* **Goal**
Treat the line containing "segment <item>hamster ear</item>, all" as the first line and the final line of the material below as the last; reproduce that range exactly.
··· Material for the task
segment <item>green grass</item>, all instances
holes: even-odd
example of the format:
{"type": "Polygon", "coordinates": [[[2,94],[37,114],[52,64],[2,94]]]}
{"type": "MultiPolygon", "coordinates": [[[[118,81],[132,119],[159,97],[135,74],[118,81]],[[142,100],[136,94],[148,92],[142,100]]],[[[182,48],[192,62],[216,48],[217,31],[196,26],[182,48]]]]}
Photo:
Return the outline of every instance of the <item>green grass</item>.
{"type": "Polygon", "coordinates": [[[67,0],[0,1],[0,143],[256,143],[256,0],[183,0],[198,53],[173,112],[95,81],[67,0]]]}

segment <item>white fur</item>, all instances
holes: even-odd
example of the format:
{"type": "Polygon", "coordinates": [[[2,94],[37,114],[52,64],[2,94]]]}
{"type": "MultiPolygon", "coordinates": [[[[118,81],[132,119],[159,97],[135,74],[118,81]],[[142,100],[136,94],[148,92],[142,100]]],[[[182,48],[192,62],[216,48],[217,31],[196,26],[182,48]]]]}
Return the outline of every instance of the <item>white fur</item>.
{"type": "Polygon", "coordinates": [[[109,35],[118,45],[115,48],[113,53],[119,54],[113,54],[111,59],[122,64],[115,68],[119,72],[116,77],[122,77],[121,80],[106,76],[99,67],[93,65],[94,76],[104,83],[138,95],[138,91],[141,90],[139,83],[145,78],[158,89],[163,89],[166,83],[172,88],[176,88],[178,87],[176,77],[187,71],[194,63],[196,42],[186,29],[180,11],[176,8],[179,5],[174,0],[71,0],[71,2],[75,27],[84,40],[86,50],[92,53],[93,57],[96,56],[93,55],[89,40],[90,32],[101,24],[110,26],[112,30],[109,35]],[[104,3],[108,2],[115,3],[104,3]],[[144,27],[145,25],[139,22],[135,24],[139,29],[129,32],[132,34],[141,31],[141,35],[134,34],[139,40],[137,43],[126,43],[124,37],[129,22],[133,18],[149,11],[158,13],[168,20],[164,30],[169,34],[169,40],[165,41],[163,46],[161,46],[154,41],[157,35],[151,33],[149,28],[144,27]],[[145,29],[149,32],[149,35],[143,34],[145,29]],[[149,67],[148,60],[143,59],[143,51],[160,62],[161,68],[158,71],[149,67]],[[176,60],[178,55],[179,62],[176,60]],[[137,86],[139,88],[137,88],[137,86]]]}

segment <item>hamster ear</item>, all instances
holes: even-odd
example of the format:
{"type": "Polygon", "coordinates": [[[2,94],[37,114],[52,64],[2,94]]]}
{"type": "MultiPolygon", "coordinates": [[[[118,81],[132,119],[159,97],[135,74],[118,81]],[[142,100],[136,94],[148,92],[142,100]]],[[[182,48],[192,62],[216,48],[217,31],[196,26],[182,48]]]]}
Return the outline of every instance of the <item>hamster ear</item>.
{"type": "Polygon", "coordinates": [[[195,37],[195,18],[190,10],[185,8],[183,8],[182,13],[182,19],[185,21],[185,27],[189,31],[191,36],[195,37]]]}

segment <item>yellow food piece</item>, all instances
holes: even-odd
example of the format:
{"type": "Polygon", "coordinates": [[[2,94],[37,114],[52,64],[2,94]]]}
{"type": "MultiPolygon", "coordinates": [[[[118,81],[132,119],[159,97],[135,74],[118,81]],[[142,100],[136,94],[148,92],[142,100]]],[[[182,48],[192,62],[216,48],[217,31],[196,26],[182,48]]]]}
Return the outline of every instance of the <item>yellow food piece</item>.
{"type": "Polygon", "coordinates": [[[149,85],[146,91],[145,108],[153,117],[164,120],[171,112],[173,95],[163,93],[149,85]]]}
······
* **Complete answer**
segment <item>hamster ear</item>, all instances
holes: even-odd
example of the format:
{"type": "Polygon", "coordinates": [[[2,94],[37,114],[52,64],[2,94]]]}
{"type": "MultiPolygon", "coordinates": [[[[118,81],[132,119],[159,97],[135,74],[118,81]],[[142,100],[136,94],[148,92],[142,100]]],[[[182,48],[192,62],[216,48],[217,31],[196,26],[182,48]]]]}
Return the outline of every instance of the <item>hamster ear</item>.
{"type": "Polygon", "coordinates": [[[195,37],[195,18],[190,10],[185,8],[183,8],[182,13],[182,19],[185,21],[185,27],[189,31],[191,36],[195,37]]]}

segment <item>yellow food piece</item>, all instances
holes: even-odd
example of the format:
{"type": "Polygon", "coordinates": [[[2,94],[37,114],[52,64],[2,94]]]}
{"type": "MultiPolygon", "coordinates": [[[[118,81],[132,119],[159,97],[135,74],[118,81]],[[142,100],[136,94],[148,92],[142,100]]],[[[182,48],[192,62],[216,48],[217,31],[196,26],[182,48]]]]}
Return the outline of every instance of the <item>yellow food piece</item>.
{"type": "Polygon", "coordinates": [[[149,85],[146,91],[145,108],[153,117],[164,120],[171,112],[173,95],[163,93],[149,85]]]}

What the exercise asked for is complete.